** THE TASK **
Copy out the line containing "plank in the photo above." and each line after it, through the last one in the material, exactly as written.

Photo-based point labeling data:
┄┄┄┄┄┄┄┄┄┄┄┄┄┄┄┄┄┄┄┄

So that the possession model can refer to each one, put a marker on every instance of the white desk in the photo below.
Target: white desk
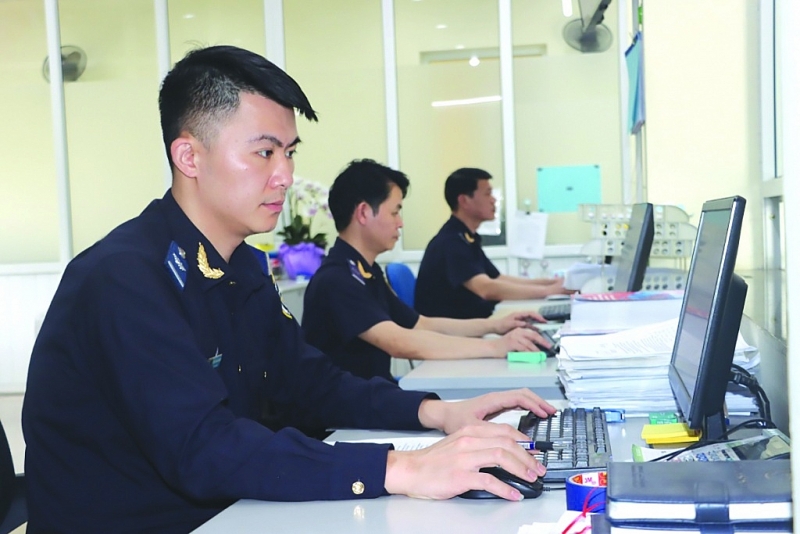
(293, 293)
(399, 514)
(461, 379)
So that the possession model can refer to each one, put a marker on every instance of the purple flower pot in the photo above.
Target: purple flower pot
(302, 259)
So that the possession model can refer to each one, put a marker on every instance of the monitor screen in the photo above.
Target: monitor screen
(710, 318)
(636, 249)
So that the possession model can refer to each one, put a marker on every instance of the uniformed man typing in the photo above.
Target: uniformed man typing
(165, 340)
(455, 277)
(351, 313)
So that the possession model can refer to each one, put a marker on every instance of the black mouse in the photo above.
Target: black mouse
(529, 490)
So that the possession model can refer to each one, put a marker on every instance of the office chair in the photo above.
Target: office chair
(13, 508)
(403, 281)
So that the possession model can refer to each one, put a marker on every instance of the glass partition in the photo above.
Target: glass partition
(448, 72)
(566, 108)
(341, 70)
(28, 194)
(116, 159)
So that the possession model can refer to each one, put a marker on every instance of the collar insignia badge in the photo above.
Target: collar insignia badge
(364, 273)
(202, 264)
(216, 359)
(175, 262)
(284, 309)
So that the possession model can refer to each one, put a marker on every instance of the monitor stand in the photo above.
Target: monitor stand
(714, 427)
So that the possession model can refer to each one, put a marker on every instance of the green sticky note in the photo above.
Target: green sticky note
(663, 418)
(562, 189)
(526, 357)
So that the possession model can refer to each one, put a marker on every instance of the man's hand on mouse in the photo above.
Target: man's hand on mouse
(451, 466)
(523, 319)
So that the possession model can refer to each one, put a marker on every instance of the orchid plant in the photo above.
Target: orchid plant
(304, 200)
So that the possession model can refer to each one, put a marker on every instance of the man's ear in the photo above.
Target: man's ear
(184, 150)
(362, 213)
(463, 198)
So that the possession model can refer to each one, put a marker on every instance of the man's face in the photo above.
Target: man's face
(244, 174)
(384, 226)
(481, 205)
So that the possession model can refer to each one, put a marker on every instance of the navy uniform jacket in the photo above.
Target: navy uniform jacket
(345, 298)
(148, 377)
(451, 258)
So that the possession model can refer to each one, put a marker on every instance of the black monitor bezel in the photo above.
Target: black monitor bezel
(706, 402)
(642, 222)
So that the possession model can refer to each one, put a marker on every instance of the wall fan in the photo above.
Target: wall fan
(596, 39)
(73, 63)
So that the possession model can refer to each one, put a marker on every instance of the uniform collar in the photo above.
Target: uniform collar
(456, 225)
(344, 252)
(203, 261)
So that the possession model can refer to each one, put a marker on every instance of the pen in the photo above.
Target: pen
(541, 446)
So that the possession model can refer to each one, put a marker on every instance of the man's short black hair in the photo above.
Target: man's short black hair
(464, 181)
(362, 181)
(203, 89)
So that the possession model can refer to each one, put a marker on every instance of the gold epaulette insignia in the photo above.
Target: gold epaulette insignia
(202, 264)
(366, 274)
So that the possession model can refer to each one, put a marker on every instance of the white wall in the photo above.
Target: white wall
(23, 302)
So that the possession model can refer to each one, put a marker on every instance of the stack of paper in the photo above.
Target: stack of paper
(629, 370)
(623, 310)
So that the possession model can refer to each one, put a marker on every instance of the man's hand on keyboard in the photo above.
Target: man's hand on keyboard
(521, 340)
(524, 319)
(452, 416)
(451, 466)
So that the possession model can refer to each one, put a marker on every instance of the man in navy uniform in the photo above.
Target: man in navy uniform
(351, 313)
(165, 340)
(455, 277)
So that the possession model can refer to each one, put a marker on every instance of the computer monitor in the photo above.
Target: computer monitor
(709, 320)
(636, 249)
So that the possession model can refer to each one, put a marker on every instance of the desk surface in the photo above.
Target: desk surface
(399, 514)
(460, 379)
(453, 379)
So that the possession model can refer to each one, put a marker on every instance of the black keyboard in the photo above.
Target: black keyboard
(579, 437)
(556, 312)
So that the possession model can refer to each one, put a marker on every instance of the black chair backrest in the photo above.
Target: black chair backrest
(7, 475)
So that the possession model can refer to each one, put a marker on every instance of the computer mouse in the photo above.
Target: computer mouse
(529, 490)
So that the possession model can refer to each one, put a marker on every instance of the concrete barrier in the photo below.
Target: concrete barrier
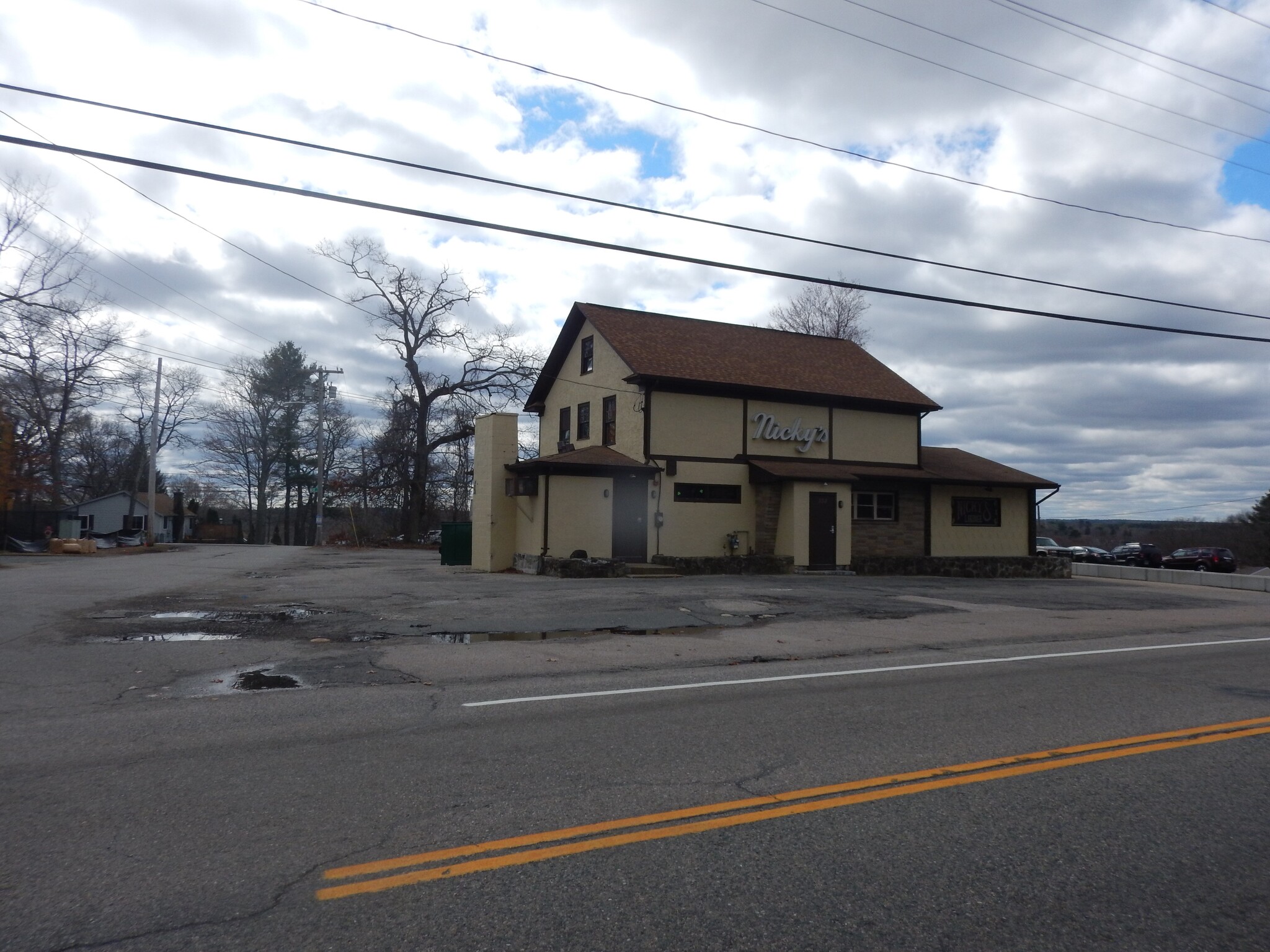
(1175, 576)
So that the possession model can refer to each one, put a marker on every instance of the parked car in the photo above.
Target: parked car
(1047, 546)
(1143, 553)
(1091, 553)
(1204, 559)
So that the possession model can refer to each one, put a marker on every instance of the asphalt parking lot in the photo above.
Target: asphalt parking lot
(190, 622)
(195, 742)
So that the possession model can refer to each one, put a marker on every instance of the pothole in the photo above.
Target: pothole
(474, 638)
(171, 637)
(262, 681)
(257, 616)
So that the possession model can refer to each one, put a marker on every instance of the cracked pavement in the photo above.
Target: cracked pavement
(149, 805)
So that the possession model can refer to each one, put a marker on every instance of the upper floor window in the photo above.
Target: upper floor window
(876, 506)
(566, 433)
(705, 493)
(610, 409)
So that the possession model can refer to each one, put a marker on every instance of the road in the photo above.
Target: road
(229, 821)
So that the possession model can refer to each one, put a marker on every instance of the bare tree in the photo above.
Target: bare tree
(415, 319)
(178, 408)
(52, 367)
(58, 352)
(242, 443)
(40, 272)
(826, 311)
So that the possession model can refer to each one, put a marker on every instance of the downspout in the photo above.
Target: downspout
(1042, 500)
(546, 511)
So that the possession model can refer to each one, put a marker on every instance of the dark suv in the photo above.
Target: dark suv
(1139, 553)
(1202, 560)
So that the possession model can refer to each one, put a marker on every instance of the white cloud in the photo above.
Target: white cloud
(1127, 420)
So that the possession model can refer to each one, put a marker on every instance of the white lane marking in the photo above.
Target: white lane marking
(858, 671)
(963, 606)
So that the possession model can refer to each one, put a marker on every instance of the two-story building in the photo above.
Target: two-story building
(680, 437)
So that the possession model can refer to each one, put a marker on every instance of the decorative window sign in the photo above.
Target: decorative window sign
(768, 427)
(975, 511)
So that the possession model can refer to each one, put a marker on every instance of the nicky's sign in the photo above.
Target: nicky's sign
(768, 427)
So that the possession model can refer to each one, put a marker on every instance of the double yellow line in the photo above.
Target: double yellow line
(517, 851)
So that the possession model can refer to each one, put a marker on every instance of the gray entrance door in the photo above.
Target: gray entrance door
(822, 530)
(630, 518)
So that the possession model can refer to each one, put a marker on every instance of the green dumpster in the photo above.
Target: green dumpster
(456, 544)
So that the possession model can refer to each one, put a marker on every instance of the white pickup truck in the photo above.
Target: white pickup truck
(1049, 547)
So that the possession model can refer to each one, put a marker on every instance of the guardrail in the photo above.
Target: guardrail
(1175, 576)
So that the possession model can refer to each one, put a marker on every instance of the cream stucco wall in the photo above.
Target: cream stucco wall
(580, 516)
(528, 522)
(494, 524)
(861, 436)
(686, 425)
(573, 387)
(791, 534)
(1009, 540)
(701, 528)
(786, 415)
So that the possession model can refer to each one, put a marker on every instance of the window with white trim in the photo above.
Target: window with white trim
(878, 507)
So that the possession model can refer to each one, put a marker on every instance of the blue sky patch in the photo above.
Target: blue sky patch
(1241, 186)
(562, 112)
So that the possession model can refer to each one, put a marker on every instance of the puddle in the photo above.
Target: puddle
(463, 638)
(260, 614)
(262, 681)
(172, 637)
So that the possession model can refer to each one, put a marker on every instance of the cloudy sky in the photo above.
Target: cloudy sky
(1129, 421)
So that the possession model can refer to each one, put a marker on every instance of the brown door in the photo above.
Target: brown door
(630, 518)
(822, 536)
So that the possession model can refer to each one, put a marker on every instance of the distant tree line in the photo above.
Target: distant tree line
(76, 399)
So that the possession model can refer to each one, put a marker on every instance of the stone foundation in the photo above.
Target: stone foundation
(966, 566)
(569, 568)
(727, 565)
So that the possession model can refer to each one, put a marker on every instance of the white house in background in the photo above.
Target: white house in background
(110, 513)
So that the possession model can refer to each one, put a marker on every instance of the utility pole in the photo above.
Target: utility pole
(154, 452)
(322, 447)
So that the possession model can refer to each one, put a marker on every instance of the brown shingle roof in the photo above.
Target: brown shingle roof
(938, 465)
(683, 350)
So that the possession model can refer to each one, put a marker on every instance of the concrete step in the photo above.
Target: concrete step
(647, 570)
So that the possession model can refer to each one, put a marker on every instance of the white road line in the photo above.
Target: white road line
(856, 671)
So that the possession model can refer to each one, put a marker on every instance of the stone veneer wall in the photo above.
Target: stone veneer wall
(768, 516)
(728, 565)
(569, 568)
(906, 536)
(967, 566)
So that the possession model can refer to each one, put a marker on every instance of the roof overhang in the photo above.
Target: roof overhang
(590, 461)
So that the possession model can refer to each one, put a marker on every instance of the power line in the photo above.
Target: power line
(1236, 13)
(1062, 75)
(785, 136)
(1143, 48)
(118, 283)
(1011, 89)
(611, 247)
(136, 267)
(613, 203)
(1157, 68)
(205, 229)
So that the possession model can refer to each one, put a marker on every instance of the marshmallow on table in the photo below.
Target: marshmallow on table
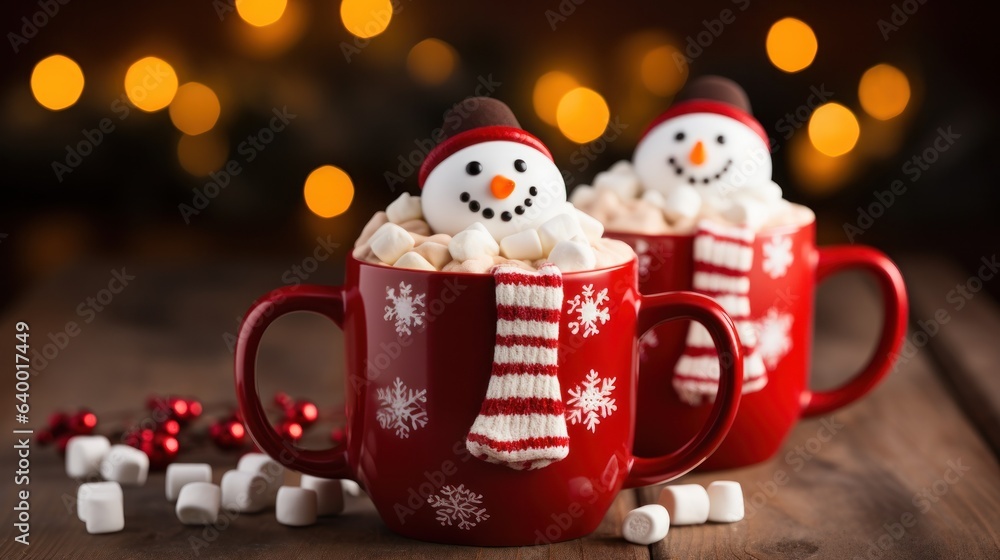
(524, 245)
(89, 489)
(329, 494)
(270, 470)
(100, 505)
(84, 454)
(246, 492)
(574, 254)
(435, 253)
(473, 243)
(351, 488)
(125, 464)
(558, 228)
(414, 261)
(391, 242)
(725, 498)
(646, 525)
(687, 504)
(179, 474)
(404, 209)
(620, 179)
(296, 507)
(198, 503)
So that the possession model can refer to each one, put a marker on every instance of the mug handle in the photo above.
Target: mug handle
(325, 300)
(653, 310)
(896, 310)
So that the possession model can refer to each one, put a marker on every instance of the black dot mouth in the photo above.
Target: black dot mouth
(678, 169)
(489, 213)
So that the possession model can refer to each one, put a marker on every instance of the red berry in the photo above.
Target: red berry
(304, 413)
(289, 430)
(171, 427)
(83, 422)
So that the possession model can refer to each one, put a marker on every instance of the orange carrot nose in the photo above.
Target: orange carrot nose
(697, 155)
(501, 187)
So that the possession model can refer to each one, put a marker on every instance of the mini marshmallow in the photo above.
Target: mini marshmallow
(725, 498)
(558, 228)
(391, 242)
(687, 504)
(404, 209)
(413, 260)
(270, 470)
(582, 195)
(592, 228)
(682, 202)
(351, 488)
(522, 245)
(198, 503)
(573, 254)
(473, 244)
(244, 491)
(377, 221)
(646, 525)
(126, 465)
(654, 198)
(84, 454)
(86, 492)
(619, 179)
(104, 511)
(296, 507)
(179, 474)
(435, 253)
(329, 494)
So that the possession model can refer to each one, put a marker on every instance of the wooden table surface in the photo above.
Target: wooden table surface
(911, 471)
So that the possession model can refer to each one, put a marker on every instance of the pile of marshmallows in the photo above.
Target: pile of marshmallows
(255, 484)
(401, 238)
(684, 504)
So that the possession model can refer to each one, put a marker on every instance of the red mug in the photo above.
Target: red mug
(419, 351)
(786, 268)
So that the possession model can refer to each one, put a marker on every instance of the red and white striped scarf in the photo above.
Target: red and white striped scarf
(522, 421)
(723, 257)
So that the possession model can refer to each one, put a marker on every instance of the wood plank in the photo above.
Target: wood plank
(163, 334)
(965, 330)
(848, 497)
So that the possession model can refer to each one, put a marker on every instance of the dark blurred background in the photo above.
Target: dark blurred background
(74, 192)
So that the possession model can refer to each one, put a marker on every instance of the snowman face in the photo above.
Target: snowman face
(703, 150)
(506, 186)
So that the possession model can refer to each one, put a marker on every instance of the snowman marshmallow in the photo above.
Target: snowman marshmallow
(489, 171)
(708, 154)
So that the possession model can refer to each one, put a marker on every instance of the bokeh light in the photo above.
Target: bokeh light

┄┄┄┄┄┄┄┄┄┄┄┄┄┄┄┄┄┄┄┄

** ANSWER TO THIS PROBLEM **
So that the possession model can refer to each one, put a marker on every instance of the wood plank in the photo above.
Target: wood plank
(163, 334)
(965, 330)
(848, 497)
So that the possession model can refer to each one, put a marker on every instance of the dark blurred background in the photo above.
Target: dark blurred background
(74, 192)
So that the possession model can refer to each one, put a marker on every instance of the snowman face in the photo above.
Target: snowman face
(703, 150)
(506, 186)
So that the possession model can refer to each one, put a marker on every instance of the snowman marshmallow in the photo above.
Target: snowman marshmallow
(489, 171)
(708, 154)
So that the possession model can refer to each one, put a marker on every instance of the bokeh light in the photo above.
Target: bokeh light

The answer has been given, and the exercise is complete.